## Source data:
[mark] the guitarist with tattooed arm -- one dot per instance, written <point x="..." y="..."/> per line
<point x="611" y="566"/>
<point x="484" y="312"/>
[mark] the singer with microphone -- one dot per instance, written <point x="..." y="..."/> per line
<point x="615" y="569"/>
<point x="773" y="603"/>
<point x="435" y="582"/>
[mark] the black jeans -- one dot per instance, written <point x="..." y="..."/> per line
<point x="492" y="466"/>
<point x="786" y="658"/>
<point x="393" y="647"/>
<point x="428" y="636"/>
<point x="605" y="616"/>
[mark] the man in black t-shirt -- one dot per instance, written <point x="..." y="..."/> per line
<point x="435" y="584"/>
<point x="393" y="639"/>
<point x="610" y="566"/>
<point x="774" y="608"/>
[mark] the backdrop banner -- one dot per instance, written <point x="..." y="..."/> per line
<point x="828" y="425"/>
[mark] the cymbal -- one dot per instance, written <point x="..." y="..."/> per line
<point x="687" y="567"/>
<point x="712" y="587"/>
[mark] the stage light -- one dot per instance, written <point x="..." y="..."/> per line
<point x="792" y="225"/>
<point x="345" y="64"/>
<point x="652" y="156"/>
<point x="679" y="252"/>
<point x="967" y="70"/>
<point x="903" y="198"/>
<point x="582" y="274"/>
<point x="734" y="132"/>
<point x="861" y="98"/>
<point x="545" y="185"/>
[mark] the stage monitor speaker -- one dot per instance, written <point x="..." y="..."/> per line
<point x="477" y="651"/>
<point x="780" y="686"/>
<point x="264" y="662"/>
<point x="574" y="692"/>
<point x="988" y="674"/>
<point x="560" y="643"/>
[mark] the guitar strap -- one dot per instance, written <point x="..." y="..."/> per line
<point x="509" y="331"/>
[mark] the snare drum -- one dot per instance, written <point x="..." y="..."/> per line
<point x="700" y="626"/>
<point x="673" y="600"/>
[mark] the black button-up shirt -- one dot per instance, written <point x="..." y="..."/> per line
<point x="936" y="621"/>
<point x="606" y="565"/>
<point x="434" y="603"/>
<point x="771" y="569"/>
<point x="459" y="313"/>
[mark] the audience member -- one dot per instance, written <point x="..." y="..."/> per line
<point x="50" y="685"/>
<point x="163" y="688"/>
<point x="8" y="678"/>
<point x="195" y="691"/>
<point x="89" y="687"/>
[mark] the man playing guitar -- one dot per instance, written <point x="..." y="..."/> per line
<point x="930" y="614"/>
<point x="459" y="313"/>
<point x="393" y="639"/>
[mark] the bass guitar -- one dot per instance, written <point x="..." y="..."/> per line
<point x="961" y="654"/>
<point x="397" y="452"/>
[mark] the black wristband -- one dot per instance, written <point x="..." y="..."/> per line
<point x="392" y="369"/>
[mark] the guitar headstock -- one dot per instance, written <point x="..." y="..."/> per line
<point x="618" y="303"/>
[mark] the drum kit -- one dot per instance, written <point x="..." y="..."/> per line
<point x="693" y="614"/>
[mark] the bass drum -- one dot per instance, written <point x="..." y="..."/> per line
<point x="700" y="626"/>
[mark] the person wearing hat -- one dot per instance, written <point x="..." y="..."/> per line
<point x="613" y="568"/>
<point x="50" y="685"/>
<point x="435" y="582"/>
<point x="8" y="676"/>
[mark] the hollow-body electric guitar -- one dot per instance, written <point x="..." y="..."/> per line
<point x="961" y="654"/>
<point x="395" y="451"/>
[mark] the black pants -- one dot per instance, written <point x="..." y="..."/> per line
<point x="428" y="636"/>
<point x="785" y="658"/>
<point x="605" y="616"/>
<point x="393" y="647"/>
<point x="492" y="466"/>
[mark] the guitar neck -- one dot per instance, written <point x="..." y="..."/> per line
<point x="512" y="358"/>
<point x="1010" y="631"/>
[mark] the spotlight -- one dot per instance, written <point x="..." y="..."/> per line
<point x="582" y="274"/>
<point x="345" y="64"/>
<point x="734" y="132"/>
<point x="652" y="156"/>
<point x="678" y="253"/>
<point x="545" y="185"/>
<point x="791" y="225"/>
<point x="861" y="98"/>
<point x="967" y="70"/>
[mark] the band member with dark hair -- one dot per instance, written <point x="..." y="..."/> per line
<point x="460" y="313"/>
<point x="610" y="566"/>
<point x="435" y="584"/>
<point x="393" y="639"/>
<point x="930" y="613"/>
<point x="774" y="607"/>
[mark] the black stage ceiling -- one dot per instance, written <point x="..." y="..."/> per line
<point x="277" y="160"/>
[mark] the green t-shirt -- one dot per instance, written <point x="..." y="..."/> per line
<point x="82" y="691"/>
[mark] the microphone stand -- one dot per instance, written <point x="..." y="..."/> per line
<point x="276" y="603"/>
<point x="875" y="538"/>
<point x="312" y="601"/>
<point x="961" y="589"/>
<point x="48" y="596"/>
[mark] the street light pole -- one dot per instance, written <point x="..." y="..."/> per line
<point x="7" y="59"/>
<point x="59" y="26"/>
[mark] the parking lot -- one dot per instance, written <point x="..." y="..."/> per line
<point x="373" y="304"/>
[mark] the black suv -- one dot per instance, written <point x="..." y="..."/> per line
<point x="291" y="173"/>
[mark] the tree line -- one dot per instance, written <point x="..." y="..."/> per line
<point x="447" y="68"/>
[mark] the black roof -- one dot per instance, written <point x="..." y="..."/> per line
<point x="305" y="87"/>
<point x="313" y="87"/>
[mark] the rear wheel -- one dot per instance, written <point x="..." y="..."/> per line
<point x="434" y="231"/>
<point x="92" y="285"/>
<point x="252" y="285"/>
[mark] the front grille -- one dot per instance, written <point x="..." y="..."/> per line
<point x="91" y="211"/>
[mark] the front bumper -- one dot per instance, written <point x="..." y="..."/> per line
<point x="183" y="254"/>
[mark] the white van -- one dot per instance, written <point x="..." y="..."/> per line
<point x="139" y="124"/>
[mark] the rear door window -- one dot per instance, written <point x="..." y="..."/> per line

## Required work:
Reproduce every line of the items above without any alteration.

## Answer:
[mark] the guitarist with tattooed arm -- one dot per instance, written <point x="..." y="..."/> per line
<point x="611" y="566"/>
<point x="484" y="312"/>
[mark] the singer with microphone -- one dot per instance, written <point x="..." y="..."/> per line
<point x="615" y="569"/>
<point x="773" y="603"/>
<point x="435" y="582"/>
[mark] the black jeans -- one dot per instance, written <point x="..." y="..."/> per line
<point x="492" y="466"/>
<point x="786" y="658"/>
<point x="393" y="647"/>
<point x="428" y="636"/>
<point x="605" y="616"/>
[mark] the man in black t-shirt -- one dot per instance, written <point x="..." y="..."/> per line
<point x="435" y="584"/>
<point x="393" y="639"/>
<point x="610" y="566"/>
<point x="774" y="608"/>
[mark] the backdrop banner -- one dot per instance, written <point x="..." y="..."/> per line
<point x="828" y="425"/>
[mark] the cymbal -- one dot per instance, written <point x="..." y="..."/> per line
<point x="687" y="567"/>
<point x="712" y="587"/>
[mark] the stage light -- one dot per instance, written <point x="..." y="..."/> per line
<point x="792" y="225"/>
<point x="345" y="64"/>
<point x="652" y="156"/>
<point x="679" y="252"/>
<point x="967" y="70"/>
<point x="903" y="198"/>
<point x="582" y="274"/>
<point x="734" y="132"/>
<point x="861" y="98"/>
<point x="545" y="185"/>
[mark] the stage monitor speaker -- one dot per instance, written <point x="..." y="..."/> per line
<point x="477" y="651"/>
<point x="780" y="686"/>
<point x="264" y="662"/>
<point x="574" y="692"/>
<point x="988" y="674"/>
<point x="560" y="643"/>
[mark] the guitar strap -- one dot per instance, written <point x="..." y="..."/> per line
<point x="509" y="331"/>
[mark] the snare drum -- one dot per instance, written <point x="..." y="..."/> per line
<point x="700" y="626"/>
<point x="673" y="600"/>
[mark] the black button-up shirt -- one dot per instance, written <point x="..." y="..."/> per line
<point x="936" y="621"/>
<point x="606" y="565"/>
<point x="434" y="603"/>
<point x="771" y="569"/>
<point x="459" y="313"/>
[mark] the audience member -- one dot per instance, written <point x="..." y="..."/> per line
<point x="50" y="685"/>
<point x="163" y="688"/>
<point x="8" y="678"/>
<point x="195" y="691"/>
<point x="89" y="687"/>
[mark] the man playing guitar -- one dot per instance, written <point x="..." y="..."/> per line
<point x="930" y="614"/>
<point x="459" y="313"/>
<point x="393" y="639"/>
[mark] the bass guitar -- one dot per instance, written <point x="..." y="..."/> per line
<point x="961" y="654"/>
<point x="397" y="452"/>
[mark] the black wristband -- one dot per instance, written <point x="..." y="..."/> per line
<point x="392" y="369"/>
[mark] the guitar headstock -- one dot per instance, written <point x="..." y="..."/> per line
<point x="618" y="303"/>
[mark] the drum kit -- one dot per instance, written <point x="..." y="..."/> per line
<point x="693" y="614"/>
[mark] the bass drum -- one dot per instance, written <point x="..." y="..."/> per line
<point x="700" y="626"/>
[mark] the person wearing hat -- one dot per instance, written <point x="..." y="..."/> per line
<point x="613" y="568"/>
<point x="50" y="685"/>
<point x="435" y="582"/>
<point x="8" y="676"/>
[mark] the hollow-body electric guitar -- one dot per instance, written <point x="..." y="..."/> per line
<point x="961" y="654"/>
<point x="395" y="451"/>
[mark] the black pants -- one dot per instance, written <point x="..." y="..."/> per line
<point x="428" y="636"/>
<point x="785" y="658"/>
<point x="605" y="616"/>
<point x="393" y="647"/>
<point x="492" y="466"/>
[mark] the guitar neck -- one dot per instance, written <point x="..." y="..."/> per line
<point x="512" y="358"/>
<point x="1010" y="631"/>
[mark] the spotlight -- one dot per instance, written <point x="..." y="..."/> per line
<point x="582" y="274"/>
<point x="345" y="64"/>
<point x="734" y="132"/>
<point x="652" y="156"/>
<point x="678" y="253"/>
<point x="545" y="185"/>
<point x="791" y="225"/>
<point x="861" y="98"/>
<point x="967" y="70"/>
[mark] the band member with dark hair -- one dot per instance, written <point x="..." y="..."/> per line
<point x="460" y="313"/>
<point x="610" y="566"/>
<point x="435" y="584"/>
<point x="393" y="639"/>
<point x="930" y="613"/>
<point x="774" y="607"/>
[mark] the black stage ceiling -- one dot per instance, written <point x="..." y="..."/> per line
<point x="277" y="160"/>
[mark] the green t-shirt -- one dot per instance, written <point x="..." y="..."/> per line
<point x="82" y="691"/>
[mark] the microphone stand -- one dot per instance, written <point x="..." y="..."/> per line
<point x="276" y="603"/>
<point x="875" y="538"/>
<point x="312" y="601"/>
<point x="961" y="589"/>
<point x="48" y="596"/>
[mark] the street light pole -- one dot per instance, written <point x="..." y="..."/> per line
<point x="7" y="59"/>
<point x="59" y="26"/>
[mark] the parking lot -- one dot per instance, written <point x="..." y="..."/> per line
<point x="373" y="304"/>
[mark] the black suv -- one dot per instance, written <point x="..." y="..."/> per line
<point x="291" y="173"/>
[mark] the tree line -- one dot per instance, written <point x="..." y="..."/> per line
<point x="447" y="68"/>
[mark] the black roof -- one dot per instance, written <point x="..." y="..."/> per line
<point x="305" y="87"/>
<point x="313" y="87"/>
[mark] the rear wheel -- one dot per instance, written <point x="..." y="..."/> per line
<point x="434" y="231"/>
<point x="92" y="285"/>
<point x="252" y="285"/>
[mark] the front grille -- one dot per instance, written <point x="..." y="..."/> per line
<point x="91" y="211"/>
[mark] the front bumper -- one dot per instance, written <point x="..." y="..."/> per line
<point x="183" y="254"/>
[mark] the white van -- one dot per instance, written <point x="..." y="..."/> per line
<point x="139" y="124"/>
[mark] the rear door window -- one dot per instance, written <point x="..." y="..."/> per line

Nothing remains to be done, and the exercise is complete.